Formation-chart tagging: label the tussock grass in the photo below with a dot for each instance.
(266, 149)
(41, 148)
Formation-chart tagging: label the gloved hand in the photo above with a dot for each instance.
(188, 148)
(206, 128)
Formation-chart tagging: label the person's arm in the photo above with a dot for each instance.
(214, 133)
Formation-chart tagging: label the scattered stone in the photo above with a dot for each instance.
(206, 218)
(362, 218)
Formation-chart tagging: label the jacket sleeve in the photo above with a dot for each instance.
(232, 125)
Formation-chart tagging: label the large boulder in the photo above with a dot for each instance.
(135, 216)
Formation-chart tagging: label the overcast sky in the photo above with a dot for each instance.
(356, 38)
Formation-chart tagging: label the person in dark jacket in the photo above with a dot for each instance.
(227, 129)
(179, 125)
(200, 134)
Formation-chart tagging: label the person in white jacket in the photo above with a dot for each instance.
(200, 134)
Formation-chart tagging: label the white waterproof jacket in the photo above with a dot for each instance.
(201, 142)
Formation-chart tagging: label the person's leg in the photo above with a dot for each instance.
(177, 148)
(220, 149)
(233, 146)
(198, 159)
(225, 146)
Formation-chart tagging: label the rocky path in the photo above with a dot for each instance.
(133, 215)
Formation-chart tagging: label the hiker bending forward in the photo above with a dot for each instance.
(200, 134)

--

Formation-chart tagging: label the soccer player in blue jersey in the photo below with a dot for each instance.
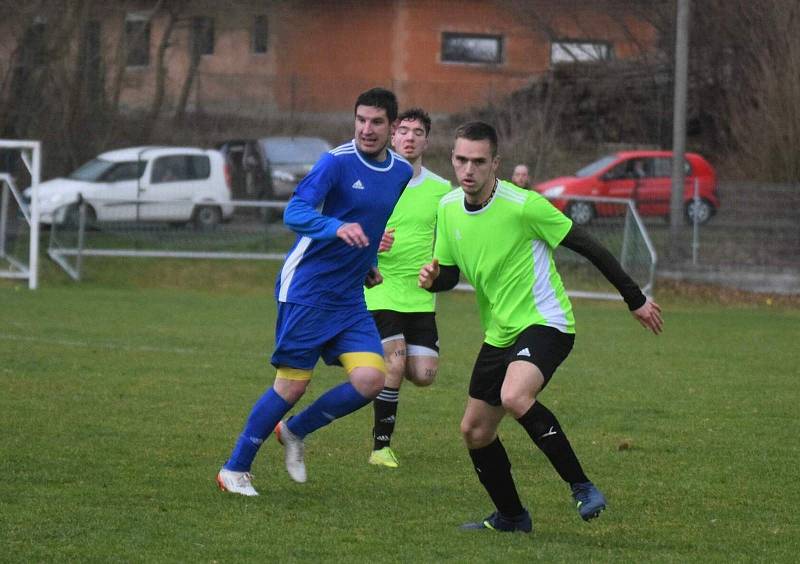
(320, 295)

...

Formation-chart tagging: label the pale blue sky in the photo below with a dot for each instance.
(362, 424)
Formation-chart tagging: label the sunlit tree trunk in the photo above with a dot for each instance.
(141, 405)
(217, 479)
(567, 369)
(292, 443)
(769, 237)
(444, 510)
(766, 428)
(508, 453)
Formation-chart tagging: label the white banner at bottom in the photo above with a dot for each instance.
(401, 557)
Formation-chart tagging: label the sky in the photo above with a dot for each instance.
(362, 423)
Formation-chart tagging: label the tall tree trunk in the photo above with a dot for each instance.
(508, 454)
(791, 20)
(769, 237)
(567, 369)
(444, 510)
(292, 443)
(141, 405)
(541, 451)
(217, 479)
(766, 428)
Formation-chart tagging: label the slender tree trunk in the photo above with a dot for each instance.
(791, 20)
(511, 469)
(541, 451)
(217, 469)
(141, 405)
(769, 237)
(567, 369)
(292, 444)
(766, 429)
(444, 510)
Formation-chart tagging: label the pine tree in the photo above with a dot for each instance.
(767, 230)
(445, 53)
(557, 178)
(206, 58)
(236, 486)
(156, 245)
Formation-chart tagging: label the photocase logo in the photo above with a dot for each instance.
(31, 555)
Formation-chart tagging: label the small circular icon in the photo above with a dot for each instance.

Directive - Turn the lines from the one containing "Formation-chart tagging: label the sky" up to and including the one containing "Formation-chart tagging: label the small" into a JSON list of strings, with one string per line and blank lines omitted.

Response below -
[
  "Formation-chart tagging: label the sky in the photo above with a dot for each instance.",
  "(362, 423)",
  "Formation-chart tagging: label the tall tree trunk in the photo above with a dot for each instance.",
  "(508, 454)",
  "(791, 20)",
  "(769, 237)",
  "(567, 369)",
  "(444, 510)",
  "(292, 443)",
  "(141, 405)",
  "(541, 451)",
  "(217, 479)",
  "(766, 428)",
  "Formation-chart tagging: label the slender tree trunk in the photo above with a dot for each instance.",
  "(791, 20)",
  "(511, 469)",
  "(541, 451)",
  "(217, 469)",
  "(141, 405)",
  "(769, 237)",
  "(567, 369)",
  "(292, 444)",
  "(766, 429)",
  "(444, 510)",
  "Formation-chart tagging: label the pine tree in the photo above with a dot for each instance.",
  "(767, 230)",
  "(445, 53)",
  "(557, 178)",
  "(206, 58)",
  "(236, 486)",
  "(156, 245)",
  "Formation-chart tagging: label the photocase logo in the photo above with a dot for each instance.",
  "(31, 555)",
  "Formation-chart tagging: label the small circular icon in the photo above with a dot for each instance."
]